▶ WHAT YOU NEED TO DO: In the following listing, find the lines containing "marker" and report them.

#### DATA FOR ANALYSIS ####

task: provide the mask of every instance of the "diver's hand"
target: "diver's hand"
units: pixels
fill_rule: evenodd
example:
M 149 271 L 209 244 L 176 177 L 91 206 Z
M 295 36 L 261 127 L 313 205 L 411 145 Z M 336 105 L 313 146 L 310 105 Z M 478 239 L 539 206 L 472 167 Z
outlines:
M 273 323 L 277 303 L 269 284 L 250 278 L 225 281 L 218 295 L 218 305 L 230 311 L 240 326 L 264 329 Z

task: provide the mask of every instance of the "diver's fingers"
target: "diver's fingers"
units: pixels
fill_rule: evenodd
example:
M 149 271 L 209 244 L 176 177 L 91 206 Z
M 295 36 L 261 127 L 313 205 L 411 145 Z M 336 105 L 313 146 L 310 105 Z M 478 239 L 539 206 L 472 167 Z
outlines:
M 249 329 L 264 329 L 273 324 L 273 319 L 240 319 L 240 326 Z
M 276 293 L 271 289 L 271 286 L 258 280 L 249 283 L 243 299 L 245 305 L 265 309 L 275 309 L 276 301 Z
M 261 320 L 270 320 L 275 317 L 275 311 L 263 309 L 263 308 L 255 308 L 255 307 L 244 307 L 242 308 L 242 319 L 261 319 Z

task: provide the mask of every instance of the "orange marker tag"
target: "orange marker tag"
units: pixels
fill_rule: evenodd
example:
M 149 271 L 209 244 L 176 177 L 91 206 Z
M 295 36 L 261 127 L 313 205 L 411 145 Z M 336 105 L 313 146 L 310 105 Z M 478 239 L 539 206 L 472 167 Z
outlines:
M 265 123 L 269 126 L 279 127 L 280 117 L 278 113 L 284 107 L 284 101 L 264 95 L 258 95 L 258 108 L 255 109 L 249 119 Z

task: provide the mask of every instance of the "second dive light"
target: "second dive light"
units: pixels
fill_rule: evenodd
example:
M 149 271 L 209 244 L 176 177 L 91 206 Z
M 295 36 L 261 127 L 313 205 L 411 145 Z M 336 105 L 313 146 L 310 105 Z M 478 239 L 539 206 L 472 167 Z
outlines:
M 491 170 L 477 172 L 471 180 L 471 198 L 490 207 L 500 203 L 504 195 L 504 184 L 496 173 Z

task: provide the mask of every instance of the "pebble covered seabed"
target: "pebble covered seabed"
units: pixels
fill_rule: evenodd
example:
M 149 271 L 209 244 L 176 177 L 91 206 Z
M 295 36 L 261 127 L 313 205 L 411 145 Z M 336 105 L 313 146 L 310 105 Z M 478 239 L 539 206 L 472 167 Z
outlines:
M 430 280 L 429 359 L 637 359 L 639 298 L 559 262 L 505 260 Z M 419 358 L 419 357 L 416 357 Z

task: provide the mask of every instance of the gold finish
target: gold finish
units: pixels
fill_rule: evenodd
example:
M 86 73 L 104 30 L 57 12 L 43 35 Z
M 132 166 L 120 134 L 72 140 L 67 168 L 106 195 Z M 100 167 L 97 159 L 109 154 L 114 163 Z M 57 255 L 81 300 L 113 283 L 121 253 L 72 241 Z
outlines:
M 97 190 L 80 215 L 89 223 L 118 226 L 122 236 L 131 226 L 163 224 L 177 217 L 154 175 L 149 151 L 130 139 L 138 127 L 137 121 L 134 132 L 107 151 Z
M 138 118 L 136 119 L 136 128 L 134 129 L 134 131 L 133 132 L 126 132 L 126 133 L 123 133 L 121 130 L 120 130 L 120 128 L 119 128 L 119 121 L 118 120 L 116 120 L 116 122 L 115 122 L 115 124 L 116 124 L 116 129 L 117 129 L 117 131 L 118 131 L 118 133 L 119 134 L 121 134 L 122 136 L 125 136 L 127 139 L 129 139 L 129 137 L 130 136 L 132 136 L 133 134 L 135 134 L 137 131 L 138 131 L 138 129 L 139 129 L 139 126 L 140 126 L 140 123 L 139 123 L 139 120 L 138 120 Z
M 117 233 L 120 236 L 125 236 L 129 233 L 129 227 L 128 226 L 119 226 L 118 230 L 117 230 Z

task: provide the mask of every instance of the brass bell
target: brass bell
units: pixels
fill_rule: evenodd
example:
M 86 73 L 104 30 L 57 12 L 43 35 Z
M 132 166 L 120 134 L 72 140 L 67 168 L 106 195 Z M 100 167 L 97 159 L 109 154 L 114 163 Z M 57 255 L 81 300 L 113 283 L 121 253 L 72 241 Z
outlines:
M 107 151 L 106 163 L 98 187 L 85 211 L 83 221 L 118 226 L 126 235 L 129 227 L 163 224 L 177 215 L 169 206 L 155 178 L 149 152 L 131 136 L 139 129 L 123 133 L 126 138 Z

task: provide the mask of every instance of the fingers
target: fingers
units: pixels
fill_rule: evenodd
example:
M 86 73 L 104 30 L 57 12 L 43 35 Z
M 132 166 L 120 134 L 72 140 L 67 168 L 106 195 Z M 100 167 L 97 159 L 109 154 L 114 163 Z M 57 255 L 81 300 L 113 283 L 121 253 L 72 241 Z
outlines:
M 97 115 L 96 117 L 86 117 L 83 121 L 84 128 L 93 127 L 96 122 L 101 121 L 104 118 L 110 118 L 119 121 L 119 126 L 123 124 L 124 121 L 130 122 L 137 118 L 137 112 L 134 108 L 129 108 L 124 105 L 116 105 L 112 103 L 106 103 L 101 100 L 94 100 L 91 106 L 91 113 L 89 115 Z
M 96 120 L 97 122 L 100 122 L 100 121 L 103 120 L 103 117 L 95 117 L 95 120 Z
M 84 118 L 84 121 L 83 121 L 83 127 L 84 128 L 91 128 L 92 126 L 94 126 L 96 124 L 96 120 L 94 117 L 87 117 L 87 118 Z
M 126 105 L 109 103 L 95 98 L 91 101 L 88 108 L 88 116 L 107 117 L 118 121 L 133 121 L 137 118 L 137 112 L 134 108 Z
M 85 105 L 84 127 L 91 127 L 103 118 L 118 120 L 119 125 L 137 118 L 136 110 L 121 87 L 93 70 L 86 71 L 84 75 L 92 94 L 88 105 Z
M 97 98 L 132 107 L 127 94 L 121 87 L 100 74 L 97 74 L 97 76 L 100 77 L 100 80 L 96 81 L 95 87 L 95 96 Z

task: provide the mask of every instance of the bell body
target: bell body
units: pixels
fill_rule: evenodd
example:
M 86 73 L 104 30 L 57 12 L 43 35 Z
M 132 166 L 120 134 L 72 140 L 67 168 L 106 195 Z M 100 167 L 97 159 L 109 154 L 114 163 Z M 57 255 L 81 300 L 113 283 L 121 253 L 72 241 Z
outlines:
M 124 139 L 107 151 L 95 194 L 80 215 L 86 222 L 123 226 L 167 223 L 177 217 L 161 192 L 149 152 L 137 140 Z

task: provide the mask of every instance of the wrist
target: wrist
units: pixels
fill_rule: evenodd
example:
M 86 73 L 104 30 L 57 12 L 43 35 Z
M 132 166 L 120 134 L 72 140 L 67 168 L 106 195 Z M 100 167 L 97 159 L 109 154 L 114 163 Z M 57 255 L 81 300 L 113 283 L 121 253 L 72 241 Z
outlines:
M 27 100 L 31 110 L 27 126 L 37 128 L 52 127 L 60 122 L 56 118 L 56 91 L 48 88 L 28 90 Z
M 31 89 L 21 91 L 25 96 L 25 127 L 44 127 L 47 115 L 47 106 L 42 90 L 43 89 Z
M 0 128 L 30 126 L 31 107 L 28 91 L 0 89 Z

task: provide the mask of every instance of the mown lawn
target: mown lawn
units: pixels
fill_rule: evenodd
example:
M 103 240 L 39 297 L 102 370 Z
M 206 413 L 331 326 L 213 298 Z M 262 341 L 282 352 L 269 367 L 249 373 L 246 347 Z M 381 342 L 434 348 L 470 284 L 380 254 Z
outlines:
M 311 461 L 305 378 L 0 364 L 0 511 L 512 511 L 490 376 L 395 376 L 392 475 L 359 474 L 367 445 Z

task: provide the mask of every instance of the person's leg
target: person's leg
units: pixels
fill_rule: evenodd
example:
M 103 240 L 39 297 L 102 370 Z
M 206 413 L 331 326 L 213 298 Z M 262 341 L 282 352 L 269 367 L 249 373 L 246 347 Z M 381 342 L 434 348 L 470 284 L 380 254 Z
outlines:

####

▶ TASK OUTPUT:
task: provide the mask of every instance of the "orange marker tag"
target: "orange marker tag"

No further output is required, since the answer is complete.